THINGS TO DO |
1. In the railroad board decision, on what date was the Claimant's sleep examination held?
2. Copy word for word the part of the railroad board decision starting with "The record does" and going on through "return to work.".
##### PAGE EXTRACT
The record does not provide the Board with material on which to decide whose decision gave rise to the examination of the Claimant by a sleep specialist. In a sense, it is immaterial who ordered the study. If requested by the Claimant’s physician or required by the Carrier, it was reasonable for the Carrier to want to be sure that the Claimant’s sleep problem had been resolved. There is nothing in the record that would indicate that an appointment was available before December 14, 2007, when this sleep examination was held. Both parties agree that that examination indicated the Claimant’s ability to return to work.
The question then becomes why the Claimant was not returned to work until January 29, 2008. It is the view of the Board that a period of ten workdays would be reasonable for the Carrier to review the result of the December 14, 2007 examination. By the end of that period, the Claimant should have been returned to work. Accordingly, he should be made whole for the time following that reasonable time for review until his actual reinstatement.
AWARD
  Claim sustained in accordance with the Findings.
ORDER
This Board, after consideration of the dispute identified above, hereby orders that an award favorable to the Claimant(s) be made. The Carrier is ordered to make the Award effective on or before 30 days following the postmark date the Award is transmitted to the parties.
 
NATIONAL RAILROAD ADJUSTMENT BOARD By Order of Third Division

Dated at Chicago, Illinois, this 27th day of February 2014.
##########
##### GIVEN DATA
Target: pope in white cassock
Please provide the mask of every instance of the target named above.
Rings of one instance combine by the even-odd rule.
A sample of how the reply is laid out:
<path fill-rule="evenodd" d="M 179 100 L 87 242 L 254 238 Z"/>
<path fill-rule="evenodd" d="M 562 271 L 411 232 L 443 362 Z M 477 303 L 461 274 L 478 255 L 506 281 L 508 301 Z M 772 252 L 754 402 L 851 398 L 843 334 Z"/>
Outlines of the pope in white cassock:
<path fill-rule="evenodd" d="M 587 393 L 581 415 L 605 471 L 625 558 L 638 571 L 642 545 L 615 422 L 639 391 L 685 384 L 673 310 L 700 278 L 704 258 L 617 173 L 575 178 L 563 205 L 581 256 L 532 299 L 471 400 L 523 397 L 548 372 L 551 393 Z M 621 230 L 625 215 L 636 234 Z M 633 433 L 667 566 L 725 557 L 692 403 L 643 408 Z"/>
##########
##### GIVEN DATA
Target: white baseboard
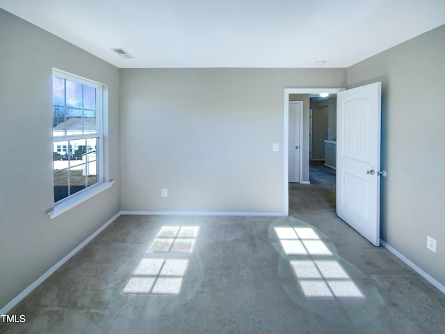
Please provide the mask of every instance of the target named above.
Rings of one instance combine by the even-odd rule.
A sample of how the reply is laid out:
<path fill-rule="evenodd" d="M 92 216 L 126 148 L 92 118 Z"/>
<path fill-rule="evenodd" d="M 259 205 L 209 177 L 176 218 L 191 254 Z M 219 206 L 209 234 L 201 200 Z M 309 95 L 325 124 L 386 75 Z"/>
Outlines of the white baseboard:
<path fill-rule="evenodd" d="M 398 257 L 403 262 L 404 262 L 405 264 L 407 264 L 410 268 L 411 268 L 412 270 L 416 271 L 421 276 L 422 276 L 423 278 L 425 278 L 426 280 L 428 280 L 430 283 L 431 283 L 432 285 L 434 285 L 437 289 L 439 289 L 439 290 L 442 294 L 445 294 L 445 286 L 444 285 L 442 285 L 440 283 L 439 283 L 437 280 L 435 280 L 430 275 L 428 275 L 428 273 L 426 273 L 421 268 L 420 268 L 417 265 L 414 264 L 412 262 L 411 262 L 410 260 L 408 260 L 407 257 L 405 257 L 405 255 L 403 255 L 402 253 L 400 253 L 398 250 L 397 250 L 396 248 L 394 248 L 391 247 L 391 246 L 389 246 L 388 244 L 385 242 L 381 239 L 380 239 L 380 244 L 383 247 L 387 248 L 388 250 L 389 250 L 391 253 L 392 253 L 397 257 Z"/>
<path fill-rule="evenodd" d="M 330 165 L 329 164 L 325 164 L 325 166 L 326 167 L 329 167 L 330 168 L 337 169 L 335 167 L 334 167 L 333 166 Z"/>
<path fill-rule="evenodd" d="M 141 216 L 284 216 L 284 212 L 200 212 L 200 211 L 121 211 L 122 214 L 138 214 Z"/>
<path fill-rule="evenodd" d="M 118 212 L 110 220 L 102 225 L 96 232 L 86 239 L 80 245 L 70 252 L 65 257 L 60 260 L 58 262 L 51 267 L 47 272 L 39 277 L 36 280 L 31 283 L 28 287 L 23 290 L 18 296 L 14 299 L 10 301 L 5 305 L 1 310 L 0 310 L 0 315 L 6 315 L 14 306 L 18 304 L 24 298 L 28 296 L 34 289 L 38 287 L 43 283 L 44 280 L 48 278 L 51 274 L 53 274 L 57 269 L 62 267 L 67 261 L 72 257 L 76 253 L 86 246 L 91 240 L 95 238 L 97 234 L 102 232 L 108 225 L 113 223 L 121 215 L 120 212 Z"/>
##########
ANSWERS FOR THE EXERCISE |
1. December 14, 2007

2.
The record does not provide the Board with material on which to decide whose decision gave rise to the examination of the Claimant by a sleep specialist. In a sense, it is immaterial who ordered the study. If requested by the Claimant’s physician or required by the Carrier, it was reasonable for the Carrier to want to be sure that the Claimant’s sleep problem had been resolved. There is nothing in the record that would indicate that an appointment was available before December 14, 2007, when this sleep examination was held. Both parties agree that that examination indicated the Claimant’s ability to return to work.